··· Fonte ···

Poesia é algo que se lê de maneira avulsa. Guarda-se um poema, não o livro todo. Fica-se com um verso, não com a poesia inteira. O trabalho do poeta é insano: produz milhares de palavras para que uma dúzia entre no imaginário popular e o imortalize. Com Fernando Pessoa, que virou incontestável, é assim. Todo mundo o conhece por "navegar é preciso/viver não é preciso" e por mais alguns fragmentos. Boa parte sabe citar o título do seu mais famoso poema, "Tabacaria". De qual dos seus heterônimos? Sabe-se também recitar:
 "Não sou nada/
Nunca serei nada./
Não posso querer ser nada./
À parte isso, tenho em mim todos os sonhos do mundo". 
 
Essa sacada perdoa as centenas de "não me matem, por amor de Deus".

···

Exercícios —
[1] Reescreva de forma mais curta o parágrafo do texto sobre Fernando Pessoa que começa com "Poesia é algo que se lê de maneira avulsa", mantendo os fatos principais.
[2] Liste, na ordem em que aparecem, todos os versos de poema citados entre aspas no texto sobre Fernando Pessoa logo depois de "Sabe-se também recitar".
[3] Dê sequência ao texto sobre Fernando Pessoa, começando logo após a última frase.

··· Conjunto de dados ···

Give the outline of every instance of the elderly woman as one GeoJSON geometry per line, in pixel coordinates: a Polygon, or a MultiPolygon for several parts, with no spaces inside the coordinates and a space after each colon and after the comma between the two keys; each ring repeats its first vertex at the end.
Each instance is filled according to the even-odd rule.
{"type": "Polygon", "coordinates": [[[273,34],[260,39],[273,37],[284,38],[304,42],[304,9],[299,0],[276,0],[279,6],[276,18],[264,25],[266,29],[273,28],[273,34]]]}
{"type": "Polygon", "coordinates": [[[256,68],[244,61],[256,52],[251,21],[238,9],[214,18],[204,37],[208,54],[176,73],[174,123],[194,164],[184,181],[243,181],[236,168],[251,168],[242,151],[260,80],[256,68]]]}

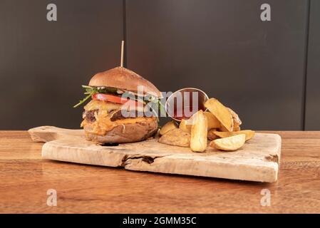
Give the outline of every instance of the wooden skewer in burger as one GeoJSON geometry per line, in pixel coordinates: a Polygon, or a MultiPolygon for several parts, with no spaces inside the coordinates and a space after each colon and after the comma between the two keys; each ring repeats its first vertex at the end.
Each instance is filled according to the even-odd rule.
{"type": "Polygon", "coordinates": [[[83,86],[87,97],[74,106],[92,98],[84,106],[81,125],[88,140],[133,142],[144,140],[158,130],[158,117],[146,114],[145,108],[150,101],[160,104],[161,93],[150,81],[123,67],[123,47],[124,41],[120,66],[93,76],[88,86],[83,86]],[[139,96],[139,86],[143,88],[142,97],[139,96]],[[123,98],[127,93],[130,95],[130,100],[123,98]],[[124,108],[129,115],[123,115],[124,108]]]}

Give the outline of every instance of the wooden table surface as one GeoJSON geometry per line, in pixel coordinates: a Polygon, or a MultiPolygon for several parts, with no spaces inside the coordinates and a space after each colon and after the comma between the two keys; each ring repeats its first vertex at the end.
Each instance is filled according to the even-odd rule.
{"type": "Polygon", "coordinates": [[[320,132],[274,133],[279,180],[264,184],[45,160],[26,131],[0,131],[0,212],[320,213],[320,132]],[[47,205],[49,189],[56,207],[47,205]]]}

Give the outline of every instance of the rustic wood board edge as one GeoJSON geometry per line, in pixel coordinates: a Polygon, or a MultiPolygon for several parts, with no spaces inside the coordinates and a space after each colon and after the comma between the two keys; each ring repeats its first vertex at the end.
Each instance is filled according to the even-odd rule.
{"type": "Polygon", "coordinates": [[[88,141],[80,142],[79,144],[79,140],[83,140],[83,132],[81,130],[64,130],[46,126],[31,129],[29,133],[33,140],[36,139],[37,142],[48,142],[43,145],[42,149],[42,156],[45,159],[123,167],[135,171],[264,182],[276,182],[278,177],[281,138],[276,134],[267,134],[274,138],[274,140],[277,141],[277,146],[269,152],[268,156],[264,157],[263,161],[260,162],[257,160],[255,165],[247,165],[240,160],[234,166],[234,164],[224,162],[225,157],[222,157],[217,160],[207,160],[198,153],[194,153],[192,157],[179,154],[157,155],[146,151],[133,153],[127,150],[105,147],[88,141]],[[74,141],[73,150],[69,150],[70,140],[74,141]],[[197,165],[200,163],[201,165],[197,165]]]}

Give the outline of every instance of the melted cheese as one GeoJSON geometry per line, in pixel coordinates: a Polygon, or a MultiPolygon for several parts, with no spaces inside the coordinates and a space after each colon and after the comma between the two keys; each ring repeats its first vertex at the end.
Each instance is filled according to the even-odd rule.
{"type": "MultiPolygon", "coordinates": [[[[135,118],[125,118],[125,119],[121,119],[121,120],[117,120],[115,121],[111,121],[110,118],[113,115],[113,114],[118,110],[120,110],[118,108],[115,110],[110,113],[111,110],[113,110],[113,108],[110,108],[110,107],[113,107],[112,105],[107,105],[105,106],[104,104],[100,103],[101,101],[98,101],[99,103],[96,103],[96,100],[91,104],[90,103],[88,104],[88,105],[86,105],[85,109],[86,110],[93,110],[98,109],[99,111],[98,113],[95,113],[95,117],[96,117],[96,121],[93,123],[88,122],[87,120],[84,120],[82,123],[81,126],[84,127],[86,125],[90,125],[90,130],[86,129],[87,133],[94,133],[99,135],[105,135],[105,134],[108,132],[113,130],[114,128],[115,128],[118,125],[124,125],[124,124],[130,124],[130,123],[137,123],[140,122],[148,122],[148,121],[153,121],[155,120],[155,118],[143,118],[143,117],[137,117],[135,118]],[[101,108],[101,105],[103,108],[101,108]]],[[[91,101],[91,102],[92,102],[91,101]]],[[[120,105],[120,106],[121,106],[120,105]]]]}
{"type": "Polygon", "coordinates": [[[113,110],[121,108],[122,105],[123,105],[121,104],[116,104],[110,102],[92,100],[87,105],[86,105],[86,106],[84,106],[84,109],[86,111],[92,111],[98,109],[105,110],[110,112],[113,110]]]}

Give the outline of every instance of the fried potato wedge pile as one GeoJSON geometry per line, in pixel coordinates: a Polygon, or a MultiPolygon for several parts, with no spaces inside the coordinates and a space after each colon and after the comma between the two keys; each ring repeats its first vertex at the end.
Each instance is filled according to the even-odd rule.
{"type": "Polygon", "coordinates": [[[239,115],[218,100],[210,98],[205,103],[206,111],[199,110],[179,125],[167,123],[160,131],[161,143],[189,147],[193,152],[205,152],[209,146],[222,151],[242,148],[254,136],[254,131],[241,130],[239,115]]]}

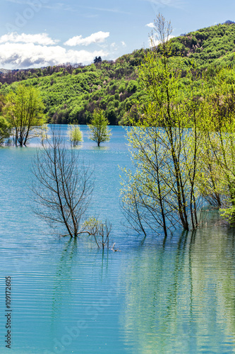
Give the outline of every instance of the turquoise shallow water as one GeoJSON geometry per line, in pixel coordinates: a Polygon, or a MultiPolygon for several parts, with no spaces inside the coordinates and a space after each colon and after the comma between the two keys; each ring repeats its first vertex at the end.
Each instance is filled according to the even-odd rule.
{"type": "MultiPolygon", "coordinates": [[[[66,127],[62,127],[65,132],[66,127]]],[[[6,348],[5,277],[11,277],[13,354],[235,352],[235,233],[215,226],[162,240],[127,236],[119,209],[120,166],[130,166],[125,131],[88,140],[95,166],[90,212],[112,221],[121,252],[85,237],[53,235],[30,208],[36,143],[0,149],[0,353],[6,348]]]]}

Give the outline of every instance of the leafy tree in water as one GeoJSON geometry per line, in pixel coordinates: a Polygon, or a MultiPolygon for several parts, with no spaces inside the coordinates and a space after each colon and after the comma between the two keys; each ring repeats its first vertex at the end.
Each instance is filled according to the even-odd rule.
{"type": "Polygon", "coordinates": [[[52,129],[32,164],[31,190],[37,215],[63,236],[88,234],[98,248],[109,247],[112,225],[94,217],[85,220],[93,190],[92,170],[84,165],[78,152],[68,149],[60,132],[52,129]]]}
{"type": "Polygon", "coordinates": [[[101,109],[96,109],[92,114],[92,119],[88,125],[90,137],[91,140],[97,143],[98,147],[101,142],[110,140],[111,130],[108,129],[108,120],[104,116],[104,112],[101,109]]]}
{"type": "Polygon", "coordinates": [[[11,131],[10,124],[4,117],[0,116],[0,145],[4,144],[6,139],[10,137],[11,131]]]}
{"type": "Polygon", "coordinates": [[[34,87],[20,84],[6,96],[3,113],[12,127],[16,145],[26,146],[30,139],[41,135],[38,127],[43,129],[45,122],[44,110],[40,92],[34,87]]]}
{"type": "Polygon", "coordinates": [[[83,141],[83,133],[80,130],[79,125],[71,125],[68,126],[68,135],[71,145],[76,147],[79,142],[83,141]]]}

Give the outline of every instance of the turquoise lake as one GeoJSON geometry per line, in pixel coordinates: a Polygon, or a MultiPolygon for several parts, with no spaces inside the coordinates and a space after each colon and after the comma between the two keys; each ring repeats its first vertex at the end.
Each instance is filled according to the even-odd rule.
{"type": "MultiPolygon", "coordinates": [[[[61,238],[31,211],[28,183],[37,142],[0,149],[0,353],[235,353],[235,231],[216,213],[196,232],[147,237],[125,227],[120,167],[131,167],[125,130],[88,139],[94,166],[89,212],[107,219],[120,252],[87,236],[61,238]],[[6,348],[5,277],[11,277],[11,350],[6,348]]],[[[62,126],[66,135],[67,126],[62,126]]]]}

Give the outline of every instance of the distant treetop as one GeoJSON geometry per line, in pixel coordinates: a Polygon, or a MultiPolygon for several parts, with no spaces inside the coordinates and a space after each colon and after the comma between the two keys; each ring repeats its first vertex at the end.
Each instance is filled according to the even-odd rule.
{"type": "Polygon", "coordinates": [[[231,20],[227,20],[227,21],[224,22],[222,25],[232,25],[233,23],[235,23],[235,22],[231,21],[231,20]]]}

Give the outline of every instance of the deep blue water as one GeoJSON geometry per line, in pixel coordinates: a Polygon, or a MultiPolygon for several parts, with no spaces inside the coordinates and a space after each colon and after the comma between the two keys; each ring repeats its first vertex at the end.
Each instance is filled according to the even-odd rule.
{"type": "MultiPolygon", "coordinates": [[[[66,127],[62,127],[66,134],[66,127]]],[[[95,168],[90,214],[109,219],[121,252],[86,236],[53,234],[30,207],[36,142],[0,149],[0,353],[5,354],[235,352],[235,233],[215,225],[143,244],[127,234],[119,207],[119,166],[131,167],[125,130],[88,139],[80,156],[95,168]],[[12,348],[5,277],[11,277],[12,348]]]]}

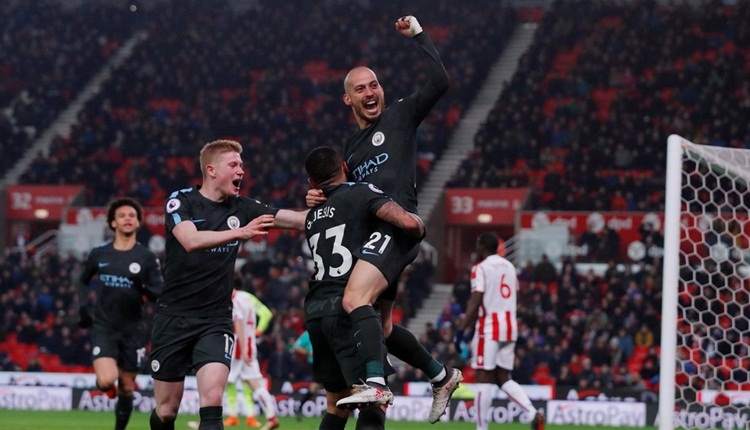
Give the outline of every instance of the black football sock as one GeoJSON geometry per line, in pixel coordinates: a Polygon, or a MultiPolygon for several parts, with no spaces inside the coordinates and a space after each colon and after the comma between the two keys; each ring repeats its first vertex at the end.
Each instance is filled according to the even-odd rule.
{"type": "Polygon", "coordinates": [[[385,411],[380,406],[360,409],[356,430],[384,430],[385,411]]]}
{"type": "Polygon", "coordinates": [[[148,422],[151,426],[151,430],[174,430],[174,421],[168,423],[162,422],[162,420],[159,419],[159,416],[156,415],[155,409],[151,411],[151,418],[149,418],[148,422]]]}
{"type": "Polygon", "coordinates": [[[117,396],[115,405],[115,430],[125,430],[133,413],[133,396],[117,396]]]}
{"type": "Polygon", "coordinates": [[[403,362],[415,367],[432,379],[443,371],[443,365],[435,360],[409,330],[393,325],[391,335],[385,340],[388,352],[403,362]]]}
{"type": "Polygon", "coordinates": [[[224,409],[221,406],[205,406],[198,409],[198,414],[201,417],[201,425],[198,429],[223,430],[224,421],[221,419],[223,413],[224,409]]]}
{"type": "Polygon", "coordinates": [[[383,326],[372,306],[360,306],[353,310],[352,320],[354,342],[359,348],[359,356],[365,363],[367,378],[384,378],[383,372],[383,326]]]}

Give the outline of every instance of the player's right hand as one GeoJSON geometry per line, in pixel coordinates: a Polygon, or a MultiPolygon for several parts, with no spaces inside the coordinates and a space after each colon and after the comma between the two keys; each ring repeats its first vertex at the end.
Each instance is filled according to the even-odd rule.
{"type": "Polygon", "coordinates": [[[414,37],[422,32],[422,26],[416,17],[407,15],[396,20],[396,30],[406,37],[414,37]]]}
{"type": "Polygon", "coordinates": [[[240,239],[247,240],[255,236],[268,235],[268,229],[273,227],[273,218],[273,215],[261,215],[245,224],[244,227],[239,229],[240,239]]]}
{"type": "Polygon", "coordinates": [[[86,306],[78,308],[78,327],[89,328],[94,325],[94,317],[91,316],[86,306]]]}
{"type": "Polygon", "coordinates": [[[463,330],[456,330],[456,337],[453,338],[453,345],[459,351],[461,350],[461,344],[464,343],[465,336],[466,335],[464,334],[463,330]]]}
{"type": "Polygon", "coordinates": [[[319,190],[317,188],[307,190],[307,195],[305,196],[305,204],[307,204],[308,208],[320,206],[325,203],[326,200],[328,199],[323,194],[323,190],[319,190]]]}

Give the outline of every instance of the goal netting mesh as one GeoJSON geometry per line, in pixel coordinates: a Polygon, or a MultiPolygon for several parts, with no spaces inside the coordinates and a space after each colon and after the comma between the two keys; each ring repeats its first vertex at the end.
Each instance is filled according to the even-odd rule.
{"type": "Polygon", "coordinates": [[[748,184],[750,150],[669,137],[661,430],[750,428],[748,184]]]}

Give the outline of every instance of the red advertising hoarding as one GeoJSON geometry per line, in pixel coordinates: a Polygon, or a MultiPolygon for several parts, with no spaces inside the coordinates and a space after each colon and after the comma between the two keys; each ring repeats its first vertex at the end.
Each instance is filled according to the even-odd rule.
{"type": "Polygon", "coordinates": [[[6,190],[8,219],[59,221],[82,191],[81,185],[10,185],[6,190]]]}
{"type": "Polygon", "coordinates": [[[528,188],[448,188],[445,222],[448,225],[515,224],[528,188]]]}

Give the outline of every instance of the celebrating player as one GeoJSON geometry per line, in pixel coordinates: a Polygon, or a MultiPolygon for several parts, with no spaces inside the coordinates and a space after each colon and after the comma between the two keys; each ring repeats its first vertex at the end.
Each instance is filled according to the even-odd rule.
{"type": "MultiPolygon", "coordinates": [[[[395,27],[416,42],[427,68],[427,80],[420,89],[386,109],[385,92],[375,72],[367,67],[349,71],[344,79],[343,100],[351,108],[359,129],[345,143],[344,159],[354,179],[377,185],[404,209],[416,214],[416,131],[448,90],[449,78],[437,49],[417,18],[401,17],[395,27]]],[[[319,190],[308,193],[308,206],[323,201],[319,190]]],[[[431,423],[440,419],[463,379],[460,370],[447,368],[435,360],[410,331],[391,322],[398,276],[416,258],[420,241],[384,223],[376,236],[371,236],[355,253],[359,261],[351,279],[357,282],[347,286],[343,306],[355,327],[354,341],[360,345],[361,357],[367,363],[367,385],[339,401],[342,407],[372,402],[388,391],[382,373],[384,337],[388,352],[430,378],[433,404],[428,420],[431,423]],[[374,246],[382,243],[377,238],[393,241],[394,246],[374,246]],[[382,326],[373,308],[376,300],[381,303],[382,326]]]]}
{"type": "Polygon", "coordinates": [[[108,397],[117,396],[115,430],[124,430],[130,421],[135,376],[146,359],[144,297],[156,300],[163,286],[159,260],[136,241],[142,218],[143,210],[135,200],[120,198],[111,202],[107,226],[114,231],[114,239],[91,250],[80,276],[79,325],[93,325],[96,385],[108,397]],[[95,275],[99,289],[92,316],[89,282],[95,275]]]}
{"type": "Polygon", "coordinates": [[[164,291],[157,301],[151,375],[156,408],[151,429],[173,429],[185,385],[196,370],[200,429],[221,429],[222,397],[234,333],[232,283],[240,243],[269,228],[304,227],[307,211],[274,209],[239,195],[242,146],[206,144],[203,185],[175,191],[166,204],[164,291]]]}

···

Respostas —
[1] A poesia costuma ser lida aos pedaços: guarda-se um poema ou um verso, não o livro nem a obra inteira. O poeta produz milhares de palavras para que umas poucas entrem no imaginário popular e o imortalizem. É o que acontece com Fernando Pessoa. Ele é conhecido por "navegar é preciso/viver não é preciso" e por outros fragmentos. Muitos sabem citar o título de seu poema mais famoso, "Tabacaria", e recitar alguns de seus versos.

[2]
Não sou nada
Nunca serei nada.
Não posso querer ser nada.
À parte isso, tenho em mim todos os sonhos do mundo

[3]
Pessoa foi um marqueteiro fantástico. Ao criar os seus heterônimos, bancou uma diferença capaz de garantir trabalho para os críticos ao longo dos séculos. Nada os deixa mais felizes do que descobrir algo por trás do que o leitor vê. O marketing, na época, estava atrasado e não lhe valeu sucesso em vida. Sem problema, os poetas de então buscavam a posteridade. Ainda não havia Twitter nem medição de audiência. A poesia não vende, mas muitas editoras vivem de poetas consagrados. A Cia das Letras tomou Drummond da Record. Vai explorar um baita filão vendendo para o Estado. Depois de 2016, segundo já se andou dizendo por aí, porém, o Ministério da Educação não vai distribuir mais livros em papel para as escolas. Para que gastar com impressos se tudo está na Internet? Digita-se "elegia, drummond" no Google e já aparece: "Trabalhas sem alegria para um mundo caduco, onde as formas e as ações não encerram nenhum exemplo".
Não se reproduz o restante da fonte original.